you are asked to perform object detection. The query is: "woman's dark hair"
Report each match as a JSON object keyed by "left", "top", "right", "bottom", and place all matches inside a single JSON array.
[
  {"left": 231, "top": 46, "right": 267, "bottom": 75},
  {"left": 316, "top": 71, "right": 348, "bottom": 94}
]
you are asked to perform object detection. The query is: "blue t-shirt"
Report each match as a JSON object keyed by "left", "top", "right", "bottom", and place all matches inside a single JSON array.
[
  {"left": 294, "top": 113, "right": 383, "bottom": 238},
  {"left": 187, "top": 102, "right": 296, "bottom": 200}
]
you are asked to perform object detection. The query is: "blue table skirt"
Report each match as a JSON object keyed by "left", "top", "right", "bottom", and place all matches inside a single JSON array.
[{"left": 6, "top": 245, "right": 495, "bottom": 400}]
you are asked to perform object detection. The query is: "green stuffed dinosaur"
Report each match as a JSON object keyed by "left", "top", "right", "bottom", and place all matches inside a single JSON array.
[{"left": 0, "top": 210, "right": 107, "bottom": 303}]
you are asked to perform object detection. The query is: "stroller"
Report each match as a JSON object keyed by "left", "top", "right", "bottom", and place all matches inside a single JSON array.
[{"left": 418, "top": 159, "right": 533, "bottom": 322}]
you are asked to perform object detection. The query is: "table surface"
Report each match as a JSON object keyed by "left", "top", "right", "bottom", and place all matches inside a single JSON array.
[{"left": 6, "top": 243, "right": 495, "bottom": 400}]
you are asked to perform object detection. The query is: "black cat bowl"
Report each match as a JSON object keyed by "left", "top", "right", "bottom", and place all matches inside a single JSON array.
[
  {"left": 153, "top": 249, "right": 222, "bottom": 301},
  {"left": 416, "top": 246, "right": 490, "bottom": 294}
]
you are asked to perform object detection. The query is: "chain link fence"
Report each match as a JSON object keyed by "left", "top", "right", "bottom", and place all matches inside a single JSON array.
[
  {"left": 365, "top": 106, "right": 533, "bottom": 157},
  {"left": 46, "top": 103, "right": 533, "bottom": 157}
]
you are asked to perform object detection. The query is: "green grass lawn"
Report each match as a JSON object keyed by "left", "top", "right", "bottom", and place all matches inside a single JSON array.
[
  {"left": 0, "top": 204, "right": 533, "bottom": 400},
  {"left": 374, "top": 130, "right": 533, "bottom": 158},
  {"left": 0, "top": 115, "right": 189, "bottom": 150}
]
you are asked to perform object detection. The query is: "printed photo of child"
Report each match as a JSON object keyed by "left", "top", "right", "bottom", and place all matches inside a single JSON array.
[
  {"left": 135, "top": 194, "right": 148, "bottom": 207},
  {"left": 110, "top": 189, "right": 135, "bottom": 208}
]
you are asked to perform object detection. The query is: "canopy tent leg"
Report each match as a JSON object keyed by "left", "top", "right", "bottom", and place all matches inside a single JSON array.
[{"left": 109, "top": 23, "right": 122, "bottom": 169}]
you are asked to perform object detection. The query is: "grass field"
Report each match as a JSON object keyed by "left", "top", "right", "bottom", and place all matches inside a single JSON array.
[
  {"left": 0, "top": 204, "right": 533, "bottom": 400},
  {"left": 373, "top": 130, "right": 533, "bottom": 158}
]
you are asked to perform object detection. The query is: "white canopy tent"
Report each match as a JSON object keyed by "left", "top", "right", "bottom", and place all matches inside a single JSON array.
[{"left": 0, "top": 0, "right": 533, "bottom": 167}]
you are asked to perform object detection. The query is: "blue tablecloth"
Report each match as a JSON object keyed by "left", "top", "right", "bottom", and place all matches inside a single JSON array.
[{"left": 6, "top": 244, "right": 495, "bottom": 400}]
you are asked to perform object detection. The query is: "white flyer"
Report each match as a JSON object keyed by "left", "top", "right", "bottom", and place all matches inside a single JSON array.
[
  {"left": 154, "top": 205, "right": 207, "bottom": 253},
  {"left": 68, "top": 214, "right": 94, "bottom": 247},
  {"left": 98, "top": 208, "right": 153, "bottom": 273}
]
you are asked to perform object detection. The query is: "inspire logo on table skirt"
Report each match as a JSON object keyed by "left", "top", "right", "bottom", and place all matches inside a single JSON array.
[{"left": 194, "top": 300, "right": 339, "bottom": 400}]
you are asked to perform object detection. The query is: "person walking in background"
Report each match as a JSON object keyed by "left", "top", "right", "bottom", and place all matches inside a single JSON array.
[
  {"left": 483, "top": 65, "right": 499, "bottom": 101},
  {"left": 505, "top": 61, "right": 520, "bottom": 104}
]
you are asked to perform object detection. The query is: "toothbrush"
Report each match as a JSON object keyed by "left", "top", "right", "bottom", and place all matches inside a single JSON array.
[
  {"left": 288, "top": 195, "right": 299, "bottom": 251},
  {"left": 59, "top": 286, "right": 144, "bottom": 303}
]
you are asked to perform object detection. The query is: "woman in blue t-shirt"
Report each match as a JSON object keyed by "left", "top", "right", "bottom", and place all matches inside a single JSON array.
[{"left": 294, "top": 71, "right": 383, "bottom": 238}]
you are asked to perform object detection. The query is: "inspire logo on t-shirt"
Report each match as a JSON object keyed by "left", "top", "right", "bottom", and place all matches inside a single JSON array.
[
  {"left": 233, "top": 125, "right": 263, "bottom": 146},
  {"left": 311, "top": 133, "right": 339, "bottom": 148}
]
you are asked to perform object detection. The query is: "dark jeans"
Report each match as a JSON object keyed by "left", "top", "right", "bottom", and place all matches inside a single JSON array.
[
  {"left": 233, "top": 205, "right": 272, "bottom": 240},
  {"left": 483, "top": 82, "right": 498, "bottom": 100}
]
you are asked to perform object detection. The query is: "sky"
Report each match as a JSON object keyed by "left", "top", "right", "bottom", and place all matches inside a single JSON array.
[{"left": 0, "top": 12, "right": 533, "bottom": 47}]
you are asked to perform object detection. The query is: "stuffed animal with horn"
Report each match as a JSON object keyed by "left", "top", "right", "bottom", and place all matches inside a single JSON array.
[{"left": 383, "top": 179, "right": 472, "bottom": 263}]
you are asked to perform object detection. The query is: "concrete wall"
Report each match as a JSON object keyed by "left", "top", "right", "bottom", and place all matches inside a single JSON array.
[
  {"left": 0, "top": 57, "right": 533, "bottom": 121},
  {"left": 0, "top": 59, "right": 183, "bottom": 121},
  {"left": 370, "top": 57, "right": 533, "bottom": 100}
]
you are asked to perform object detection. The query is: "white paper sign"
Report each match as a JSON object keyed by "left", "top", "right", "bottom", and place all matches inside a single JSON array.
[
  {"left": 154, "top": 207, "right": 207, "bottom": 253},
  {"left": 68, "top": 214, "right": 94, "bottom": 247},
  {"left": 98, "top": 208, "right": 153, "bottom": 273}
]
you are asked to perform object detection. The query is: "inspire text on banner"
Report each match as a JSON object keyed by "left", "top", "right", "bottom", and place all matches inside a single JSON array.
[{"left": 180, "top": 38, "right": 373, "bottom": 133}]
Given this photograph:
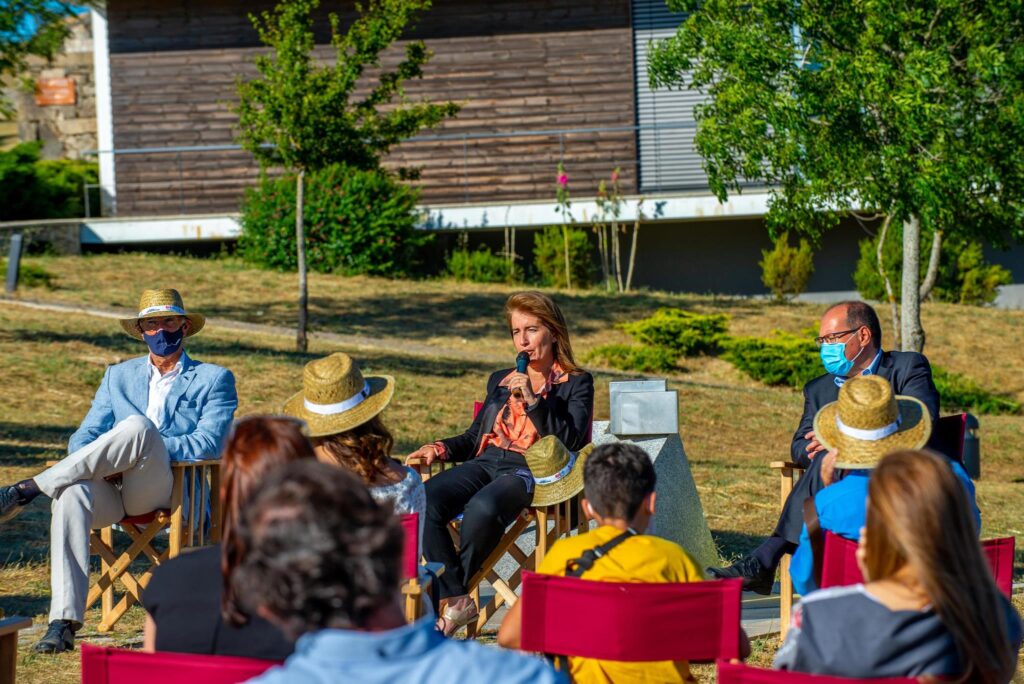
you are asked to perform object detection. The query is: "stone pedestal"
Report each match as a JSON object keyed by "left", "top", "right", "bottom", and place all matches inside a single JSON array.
[{"left": 594, "top": 421, "right": 720, "bottom": 568}]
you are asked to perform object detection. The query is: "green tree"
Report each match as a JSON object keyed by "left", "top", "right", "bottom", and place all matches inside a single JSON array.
[
  {"left": 233, "top": 0, "right": 459, "bottom": 351},
  {"left": 0, "top": 0, "right": 94, "bottom": 119},
  {"left": 651, "top": 0, "right": 1024, "bottom": 350}
]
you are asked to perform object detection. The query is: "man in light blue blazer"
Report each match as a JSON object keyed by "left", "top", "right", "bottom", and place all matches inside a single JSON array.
[{"left": 0, "top": 290, "right": 239, "bottom": 653}]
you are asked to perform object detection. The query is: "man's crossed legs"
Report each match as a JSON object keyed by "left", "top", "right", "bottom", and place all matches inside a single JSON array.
[{"left": 0, "top": 416, "right": 173, "bottom": 652}]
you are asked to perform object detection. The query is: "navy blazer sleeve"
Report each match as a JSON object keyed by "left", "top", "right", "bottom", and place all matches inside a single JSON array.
[{"left": 526, "top": 373, "right": 594, "bottom": 452}]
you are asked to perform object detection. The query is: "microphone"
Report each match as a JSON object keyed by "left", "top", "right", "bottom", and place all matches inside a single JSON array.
[{"left": 512, "top": 351, "right": 529, "bottom": 399}]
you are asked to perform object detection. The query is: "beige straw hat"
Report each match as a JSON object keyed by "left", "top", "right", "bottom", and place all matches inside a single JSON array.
[
  {"left": 523, "top": 434, "right": 594, "bottom": 506},
  {"left": 120, "top": 288, "right": 206, "bottom": 340},
  {"left": 814, "top": 375, "right": 932, "bottom": 470},
  {"left": 283, "top": 351, "right": 394, "bottom": 437}
]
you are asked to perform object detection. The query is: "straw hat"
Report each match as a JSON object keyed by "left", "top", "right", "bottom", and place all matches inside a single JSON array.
[
  {"left": 814, "top": 375, "right": 932, "bottom": 470},
  {"left": 523, "top": 435, "right": 594, "bottom": 506},
  {"left": 120, "top": 289, "right": 206, "bottom": 340},
  {"left": 284, "top": 351, "right": 394, "bottom": 437}
]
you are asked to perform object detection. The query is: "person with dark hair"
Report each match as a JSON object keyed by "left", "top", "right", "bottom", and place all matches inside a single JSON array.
[
  {"left": 708, "top": 301, "right": 944, "bottom": 594},
  {"left": 406, "top": 292, "right": 594, "bottom": 635},
  {"left": 283, "top": 351, "right": 427, "bottom": 543},
  {"left": 774, "top": 451, "right": 1021, "bottom": 684},
  {"left": 142, "top": 416, "right": 313, "bottom": 660},
  {"left": 498, "top": 442, "right": 749, "bottom": 684},
  {"left": 231, "top": 461, "right": 564, "bottom": 684},
  {"left": 0, "top": 288, "right": 239, "bottom": 653}
]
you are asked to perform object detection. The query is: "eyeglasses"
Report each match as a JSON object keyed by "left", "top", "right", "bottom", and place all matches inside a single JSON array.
[
  {"left": 138, "top": 315, "right": 185, "bottom": 333},
  {"left": 814, "top": 326, "right": 863, "bottom": 347},
  {"left": 814, "top": 326, "right": 863, "bottom": 347}
]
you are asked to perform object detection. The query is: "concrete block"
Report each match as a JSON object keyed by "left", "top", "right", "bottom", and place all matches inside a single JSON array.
[{"left": 594, "top": 421, "right": 720, "bottom": 568}]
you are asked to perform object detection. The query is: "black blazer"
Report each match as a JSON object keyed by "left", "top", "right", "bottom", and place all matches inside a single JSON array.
[
  {"left": 790, "top": 351, "right": 941, "bottom": 467},
  {"left": 441, "top": 369, "right": 594, "bottom": 461}
]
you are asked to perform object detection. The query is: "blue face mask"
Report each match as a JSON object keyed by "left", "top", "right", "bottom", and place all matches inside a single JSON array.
[
  {"left": 821, "top": 342, "right": 864, "bottom": 378},
  {"left": 142, "top": 326, "right": 185, "bottom": 356}
]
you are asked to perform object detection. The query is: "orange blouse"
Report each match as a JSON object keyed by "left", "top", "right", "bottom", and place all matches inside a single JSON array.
[{"left": 476, "top": 361, "right": 569, "bottom": 456}]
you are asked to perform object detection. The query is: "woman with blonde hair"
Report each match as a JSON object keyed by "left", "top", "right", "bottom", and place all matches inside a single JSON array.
[
  {"left": 775, "top": 451, "right": 1021, "bottom": 684},
  {"left": 407, "top": 292, "right": 594, "bottom": 635}
]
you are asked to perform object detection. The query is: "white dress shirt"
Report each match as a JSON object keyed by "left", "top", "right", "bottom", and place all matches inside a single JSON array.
[{"left": 145, "top": 351, "right": 185, "bottom": 428}]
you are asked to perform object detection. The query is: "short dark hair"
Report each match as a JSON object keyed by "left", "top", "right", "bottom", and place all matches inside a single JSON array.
[
  {"left": 825, "top": 299, "right": 882, "bottom": 346},
  {"left": 231, "top": 460, "right": 404, "bottom": 639},
  {"left": 583, "top": 441, "right": 657, "bottom": 520}
]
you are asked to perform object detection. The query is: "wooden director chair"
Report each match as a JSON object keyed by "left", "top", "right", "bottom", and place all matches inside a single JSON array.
[
  {"left": 769, "top": 414, "right": 967, "bottom": 639},
  {"left": 409, "top": 402, "right": 590, "bottom": 639},
  {"left": 47, "top": 459, "right": 221, "bottom": 632}
]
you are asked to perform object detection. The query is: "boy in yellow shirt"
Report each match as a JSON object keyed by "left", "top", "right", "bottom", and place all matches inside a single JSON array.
[{"left": 498, "top": 442, "right": 741, "bottom": 684}]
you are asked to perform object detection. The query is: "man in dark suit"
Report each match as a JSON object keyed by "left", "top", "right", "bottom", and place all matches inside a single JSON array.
[{"left": 708, "top": 301, "right": 939, "bottom": 594}]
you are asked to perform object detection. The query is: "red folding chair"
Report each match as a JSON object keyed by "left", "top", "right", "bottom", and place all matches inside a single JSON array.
[
  {"left": 718, "top": 660, "right": 918, "bottom": 684},
  {"left": 82, "top": 644, "right": 280, "bottom": 684},
  {"left": 400, "top": 513, "right": 444, "bottom": 623},
  {"left": 520, "top": 572, "right": 742, "bottom": 662},
  {"left": 821, "top": 531, "right": 1016, "bottom": 597}
]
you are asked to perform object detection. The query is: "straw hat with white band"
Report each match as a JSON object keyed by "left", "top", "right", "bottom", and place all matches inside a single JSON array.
[
  {"left": 814, "top": 375, "right": 932, "bottom": 470},
  {"left": 120, "top": 288, "right": 206, "bottom": 340},
  {"left": 284, "top": 351, "right": 394, "bottom": 437},
  {"left": 523, "top": 435, "right": 594, "bottom": 506}
]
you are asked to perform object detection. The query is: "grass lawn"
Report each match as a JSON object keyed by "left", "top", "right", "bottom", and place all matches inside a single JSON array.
[{"left": 6, "top": 254, "right": 1024, "bottom": 684}]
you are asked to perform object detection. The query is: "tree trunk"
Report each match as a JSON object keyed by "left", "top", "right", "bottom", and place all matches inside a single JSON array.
[
  {"left": 921, "top": 230, "right": 942, "bottom": 301},
  {"left": 626, "top": 217, "right": 640, "bottom": 292},
  {"left": 295, "top": 170, "right": 309, "bottom": 353},
  {"left": 874, "top": 214, "right": 902, "bottom": 351},
  {"left": 562, "top": 225, "right": 572, "bottom": 290},
  {"left": 900, "top": 216, "right": 925, "bottom": 352}
]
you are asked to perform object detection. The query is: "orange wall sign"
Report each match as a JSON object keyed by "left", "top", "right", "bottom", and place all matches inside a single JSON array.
[{"left": 36, "top": 78, "right": 75, "bottom": 106}]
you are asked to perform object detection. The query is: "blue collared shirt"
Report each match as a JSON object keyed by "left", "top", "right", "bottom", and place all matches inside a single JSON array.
[
  {"left": 833, "top": 347, "right": 882, "bottom": 387},
  {"left": 790, "top": 461, "right": 981, "bottom": 596},
  {"left": 250, "top": 618, "right": 567, "bottom": 684}
]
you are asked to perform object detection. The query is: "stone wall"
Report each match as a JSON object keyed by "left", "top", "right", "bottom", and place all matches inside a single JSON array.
[{"left": 8, "top": 13, "right": 96, "bottom": 160}]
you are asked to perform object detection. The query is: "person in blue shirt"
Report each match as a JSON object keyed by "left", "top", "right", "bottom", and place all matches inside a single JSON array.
[
  {"left": 231, "top": 461, "right": 567, "bottom": 684},
  {"left": 790, "top": 376, "right": 981, "bottom": 596}
]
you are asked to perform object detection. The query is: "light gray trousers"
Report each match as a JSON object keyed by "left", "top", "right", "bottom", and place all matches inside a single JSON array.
[{"left": 34, "top": 416, "right": 173, "bottom": 623}]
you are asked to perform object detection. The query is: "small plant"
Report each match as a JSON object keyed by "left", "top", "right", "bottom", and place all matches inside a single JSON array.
[
  {"left": 932, "top": 366, "right": 1021, "bottom": 416},
  {"left": 586, "top": 344, "right": 679, "bottom": 373},
  {"left": 238, "top": 164, "right": 432, "bottom": 275},
  {"left": 534, "top": 225, "right": 594, "bottom": 288},
  {"left": 723, "top": 331, "right": 823, "bottom": 389},
  {"left": 444, "top": 244, "right": 519, "bottom": 283},
  {"left": 760, "top": 232, "right": 814, "bottom": 302},
  {"left": 620, "top": 308, "right": 729, "bottom": 357}
]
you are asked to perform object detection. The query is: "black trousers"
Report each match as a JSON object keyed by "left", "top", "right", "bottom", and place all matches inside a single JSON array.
[{"left": 423, "top": 446, "right": 534, "bottom": 598}]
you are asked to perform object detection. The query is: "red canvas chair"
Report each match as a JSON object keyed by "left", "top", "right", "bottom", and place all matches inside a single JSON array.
[
  {"left": 82, "top": 644, "right": 279, "bottom": 684},
  {"left": 410, "top": 401, "right": 593, "bottom": 639},
  {"left": 718, "top": 660, "right": 918, "bottom": 684},
  {"left": 520, "top": 572, "right": 742, "bottom": 662},
  {"left": 400, "top": 513, "right": 444, "bottom": 623},
  {"left": 821, "top": 531, "right": 1016, "bottom": 598},
  {"left": 769, "top": 414, "right": 967, "bottom": 639}
]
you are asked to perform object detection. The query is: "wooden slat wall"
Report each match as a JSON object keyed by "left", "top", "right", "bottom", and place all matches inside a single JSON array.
[{"left": 108, "top": 0, "right": 636, "bottom": 215}]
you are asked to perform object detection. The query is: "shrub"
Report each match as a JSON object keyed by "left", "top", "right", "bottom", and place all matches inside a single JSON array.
[
  {"left": 586, "top": 344, "right": 679, "bottom": 373},
  {"left": 534, "top": 225, "right": 594, "bottom": 288},
  {"left": 444, "top": 245, "right": 519, "bottom": 283},
  {"left": 621, "top": 308, "right": 729, "bottom": 356},
  {"left": 0, "top": 142, "right": 99, "bottom": 221},
  {"left": 932, "top": 366, "right": 1021, "bottom": 416},
  {"left": 853, "top": 224, "right": 1013, "bottom": 305},
  {"left": 723, "top": 331, "right": 824, "bottom": 388},
  {"left": 760, "top": 232, "right": 814, "bottom": 302},
  {"left": 238, "top": 164, "right": 432, "bottom": 275}
]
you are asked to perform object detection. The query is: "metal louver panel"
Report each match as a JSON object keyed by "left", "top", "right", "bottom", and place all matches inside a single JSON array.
[{"left": 633, "top": 0, "right": 708, "bottom": 193}]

****************

_Request:_ From the records above, filter out and copy every line that contains the word "light".

_Final result:_
you are asked to perform object detection. The query is: "man in light blue blazer"
you are asked to perform object detection. The query is: "light gray trousers"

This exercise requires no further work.